Dataset excerpt:
┄┄┄┄┄┄┄┄┄┄

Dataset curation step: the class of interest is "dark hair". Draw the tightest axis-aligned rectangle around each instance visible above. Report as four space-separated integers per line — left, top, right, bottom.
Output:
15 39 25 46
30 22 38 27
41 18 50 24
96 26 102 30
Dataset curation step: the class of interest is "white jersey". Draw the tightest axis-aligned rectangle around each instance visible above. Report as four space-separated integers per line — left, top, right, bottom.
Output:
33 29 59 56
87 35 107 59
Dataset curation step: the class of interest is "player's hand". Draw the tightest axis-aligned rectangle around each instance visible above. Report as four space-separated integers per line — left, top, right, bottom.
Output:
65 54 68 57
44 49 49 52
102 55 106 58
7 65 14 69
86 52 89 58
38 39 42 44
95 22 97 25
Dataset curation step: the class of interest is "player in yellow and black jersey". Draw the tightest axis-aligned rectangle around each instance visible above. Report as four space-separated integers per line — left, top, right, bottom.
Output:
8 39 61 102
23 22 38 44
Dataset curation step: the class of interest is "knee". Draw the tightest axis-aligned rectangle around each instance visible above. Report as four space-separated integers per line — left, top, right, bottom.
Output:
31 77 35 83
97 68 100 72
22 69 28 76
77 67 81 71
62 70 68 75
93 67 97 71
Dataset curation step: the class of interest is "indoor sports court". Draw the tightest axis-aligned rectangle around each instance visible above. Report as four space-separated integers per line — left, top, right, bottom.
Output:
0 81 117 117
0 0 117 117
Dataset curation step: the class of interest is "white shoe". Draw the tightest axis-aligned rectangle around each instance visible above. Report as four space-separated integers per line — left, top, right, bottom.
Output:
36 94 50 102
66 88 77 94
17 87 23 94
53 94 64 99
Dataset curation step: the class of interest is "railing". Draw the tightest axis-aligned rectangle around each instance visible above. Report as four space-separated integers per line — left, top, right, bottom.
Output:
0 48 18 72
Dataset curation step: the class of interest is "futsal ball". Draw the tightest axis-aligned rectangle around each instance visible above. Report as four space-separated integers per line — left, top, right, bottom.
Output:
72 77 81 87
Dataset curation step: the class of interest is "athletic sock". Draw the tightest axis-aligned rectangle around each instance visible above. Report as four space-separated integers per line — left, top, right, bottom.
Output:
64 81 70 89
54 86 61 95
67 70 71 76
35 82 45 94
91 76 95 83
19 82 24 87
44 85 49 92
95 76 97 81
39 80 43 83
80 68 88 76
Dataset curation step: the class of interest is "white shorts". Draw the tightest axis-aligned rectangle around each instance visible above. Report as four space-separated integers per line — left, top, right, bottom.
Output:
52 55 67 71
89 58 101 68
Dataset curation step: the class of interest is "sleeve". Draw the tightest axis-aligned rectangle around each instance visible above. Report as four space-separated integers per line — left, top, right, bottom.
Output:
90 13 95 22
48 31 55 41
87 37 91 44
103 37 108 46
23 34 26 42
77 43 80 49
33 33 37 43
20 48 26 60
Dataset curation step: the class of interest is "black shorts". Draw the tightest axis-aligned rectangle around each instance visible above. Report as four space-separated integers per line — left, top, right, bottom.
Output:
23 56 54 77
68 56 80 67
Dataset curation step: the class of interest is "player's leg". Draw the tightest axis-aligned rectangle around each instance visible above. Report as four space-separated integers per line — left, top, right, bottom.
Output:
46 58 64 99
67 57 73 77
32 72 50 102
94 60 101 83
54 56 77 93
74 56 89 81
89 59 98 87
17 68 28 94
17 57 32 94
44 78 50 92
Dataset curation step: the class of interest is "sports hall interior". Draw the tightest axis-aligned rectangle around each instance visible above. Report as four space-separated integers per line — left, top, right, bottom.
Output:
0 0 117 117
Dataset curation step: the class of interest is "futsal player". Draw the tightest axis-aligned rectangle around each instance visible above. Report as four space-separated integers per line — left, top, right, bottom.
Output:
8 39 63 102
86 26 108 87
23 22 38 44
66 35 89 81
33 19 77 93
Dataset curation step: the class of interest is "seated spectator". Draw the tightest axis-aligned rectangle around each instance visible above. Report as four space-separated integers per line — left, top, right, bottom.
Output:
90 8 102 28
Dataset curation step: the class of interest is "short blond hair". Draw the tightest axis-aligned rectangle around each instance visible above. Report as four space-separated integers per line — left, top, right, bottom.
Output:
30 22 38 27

┄┄┄┄┄┄┄┄┄┄

● Given problem
Count the lines of the listing above that contain the word "jersey", and reply with only that number.

● Finished answer
2